(Beginning of The data)

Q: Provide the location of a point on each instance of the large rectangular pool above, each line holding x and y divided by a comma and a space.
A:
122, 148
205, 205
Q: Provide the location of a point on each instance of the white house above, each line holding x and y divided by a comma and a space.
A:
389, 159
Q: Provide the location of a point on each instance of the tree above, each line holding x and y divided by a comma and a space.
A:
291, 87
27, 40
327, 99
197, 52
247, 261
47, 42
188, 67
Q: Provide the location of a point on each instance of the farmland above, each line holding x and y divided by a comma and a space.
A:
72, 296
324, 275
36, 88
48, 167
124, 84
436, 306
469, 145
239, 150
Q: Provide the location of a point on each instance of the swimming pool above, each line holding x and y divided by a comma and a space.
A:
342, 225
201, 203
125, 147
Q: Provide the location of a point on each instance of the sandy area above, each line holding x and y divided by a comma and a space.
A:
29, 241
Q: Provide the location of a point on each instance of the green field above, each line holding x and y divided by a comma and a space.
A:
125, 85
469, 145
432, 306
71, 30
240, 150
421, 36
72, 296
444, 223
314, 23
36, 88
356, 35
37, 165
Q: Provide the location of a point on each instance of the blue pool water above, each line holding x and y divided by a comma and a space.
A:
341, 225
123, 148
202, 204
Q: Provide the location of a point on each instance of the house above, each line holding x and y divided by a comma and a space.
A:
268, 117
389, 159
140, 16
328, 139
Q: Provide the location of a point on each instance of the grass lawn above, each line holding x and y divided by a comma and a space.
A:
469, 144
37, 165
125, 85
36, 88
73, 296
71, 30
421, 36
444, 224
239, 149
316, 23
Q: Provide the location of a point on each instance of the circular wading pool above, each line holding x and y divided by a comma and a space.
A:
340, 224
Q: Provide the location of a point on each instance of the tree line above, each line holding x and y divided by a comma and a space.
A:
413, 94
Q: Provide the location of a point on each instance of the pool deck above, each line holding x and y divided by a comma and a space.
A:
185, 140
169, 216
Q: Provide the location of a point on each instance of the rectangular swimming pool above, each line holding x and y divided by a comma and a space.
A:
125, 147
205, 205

(End of The data)

■ **Work to be completed**: Each line of the data above needs to be returned exactly.

■ **Exercise result**:
Q: Provide the location of a point on each instance of the large rectangular pool above, each line holding x and y divided by a comma and a space.
A:
122, 148
205, 205
Q: Provide the location of a point on each instance of the white house above, each line holding x and y divided by a comma and a space.
A:
389, 159
Q: Provide the location of a point on each instance of the tree above, each line holding x and y divided by a comma and a space.
A:
291, 87
27, 40
327, 99
197, 52
247, 261
47, 42
188, 67
Q: Provide the location of a point on each instance of the farmland above, each line holding x and y divided by a comma and a space.
A:
72, 296
324, 275
36, 88
48, 167
124, 84
436, 306
469, 145
239, 150
Q: Provide the location of a point on each instance of the swimming pool above, each line holding x and y divided by a comma and a space.
A:
342, 225
201, 203
125, 147
Q: Provide the location of a point on each instance of the sandy area above, each line holding x and y divided by a comma and a space.
A:
29, 241
Q: Provide the location of a point on each instance of the green field above, each line holding x and y divided by a comma and a space.
A:
125, 85
469, 145
432, 306
71, 30
240, 150
421, 36
72, 296
444, 223
314, 23
36, 88
356, 35
37, 165
Q: Provide the location of a point on each instance of the blue pool water above, each line holding x and y divided by a comma and a space.
A:
341, 225
123, 148
202, 204
Q: Provide the location of a point on each instance of the house above, each line holding x and y divided by a comma and a space.
A:
268, 117
389, 159
140, 16
328, 139
Q: Provide the location of a point on each instance of the grass lawn above, each line holding x and y divided by a comma and a space.
A:
469, 144
37, 165
125, 85
36, 88
73, 296
71, 30
421, 36
444, 224
239, 149
316, 23
Q: Provide the location of a point on each instance of the circular wading pool above, each line holding x and y divided by a comma and a space.
A:
340, 224
Q: Provide the location of a point on each instance of the tree line above, each line holding x and y divided by a comma and a space.
A:
413, 94
Q: Provide the location of a point on each instance of the pool deck above, each line holding x and y divided by a comma and a space.
A:
185, 140
169, 216
Q: Provide the location of a point on each instance of the rectangular swimming pool above, each line holding x and y divided by a comma and a space.
A:
125, 147
205, 205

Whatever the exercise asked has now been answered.